Goal — Copy nothing but the text: repeat each entry exactly and drop the images.

* Begin *

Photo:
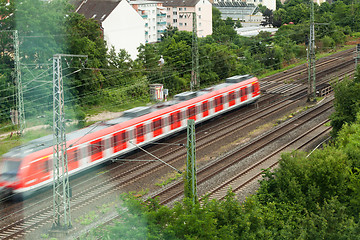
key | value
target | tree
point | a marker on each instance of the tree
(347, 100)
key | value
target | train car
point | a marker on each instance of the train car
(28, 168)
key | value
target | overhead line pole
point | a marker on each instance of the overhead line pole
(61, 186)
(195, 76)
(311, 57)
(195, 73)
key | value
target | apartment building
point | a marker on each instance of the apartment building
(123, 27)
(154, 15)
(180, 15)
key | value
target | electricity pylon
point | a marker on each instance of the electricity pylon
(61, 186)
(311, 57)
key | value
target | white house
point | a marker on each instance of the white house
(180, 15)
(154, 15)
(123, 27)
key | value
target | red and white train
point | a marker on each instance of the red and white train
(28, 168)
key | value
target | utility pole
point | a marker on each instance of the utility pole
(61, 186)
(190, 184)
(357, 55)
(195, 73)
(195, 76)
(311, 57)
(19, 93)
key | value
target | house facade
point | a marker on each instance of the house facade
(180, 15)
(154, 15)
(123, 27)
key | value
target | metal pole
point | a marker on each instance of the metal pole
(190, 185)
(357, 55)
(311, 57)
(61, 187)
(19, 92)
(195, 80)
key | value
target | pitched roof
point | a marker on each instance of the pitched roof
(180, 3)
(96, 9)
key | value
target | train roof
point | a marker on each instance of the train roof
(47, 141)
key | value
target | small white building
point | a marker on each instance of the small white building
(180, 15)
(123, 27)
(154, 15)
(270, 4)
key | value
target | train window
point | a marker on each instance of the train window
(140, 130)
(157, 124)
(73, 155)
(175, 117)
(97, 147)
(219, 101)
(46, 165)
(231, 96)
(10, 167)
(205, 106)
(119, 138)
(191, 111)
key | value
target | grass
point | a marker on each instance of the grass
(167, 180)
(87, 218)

* End *

Problem solution —
Photo:
key | value
target | tree
point | a marker on each instance of the tree
(347, 100)
key | value
target | train car
point | a marker on each instance of the train car
(28, 168)
key | value
target | overhead line pole
point | a marker on each instance of the overhead line pole
(61, 186)
(195, 76)
(311, 57)
(195, 73)
key | value
target | apartment building
point | a marker on each instance of the apartment building
(123, 27)
(154, 15)
(180, 15)
key | value
target | electricity pylon
point | a marker on each instance of the electricity pylon
(61, 186)
(311, 57)
key | value
target | white house
point | a marker on each instance of the white house
(180, 15)
(154, 15)
(123, 27)
key | value
target | red and white train
point | a marker on each instance of the red and white train
(28, 168)
key | value
target | utility pole
point | a marker on each instance of the utility pole
(61, 186)
(190, 184)
(357, 55)
(195, 73)
(195, 76)
(311, 57)
(19, 93)
key | value
target | house facade
point | a marker on each instance of the house facade
(180, 15)
(154, 15)
(123, 27)
key | value
target | metal pole
point | a marker on each instance of the metal pole
(190, 185)
(357, 55)
(311, 57)
(61, 187)
(19, 92)
(195, 80)
key | value
target | pitched roof
point | a marker on each instance of the pitched roof
(180, 3)
(96, 9)
key | value
target | train roof
point | a marker on each instance of the train roof
(47, 141)
key | value
target | small white building
point | a marker on each instance of the small white building
(180, 15)
(123, 27)
(154, 15)
(270, 4)
key | value
target | train window
point | a marker on each instance of the train window
(140, 130)
(157, 124)
(73, 155)
(175, 117)
(97, 147)
(219, 101)
(46, 165)
(231, 96)
(10, 167)
(205, 106)
(119, 138)
(191, 111)
key | value
target | grass
point | a marker on each instance of the grass
(167, 180)
(87, 218)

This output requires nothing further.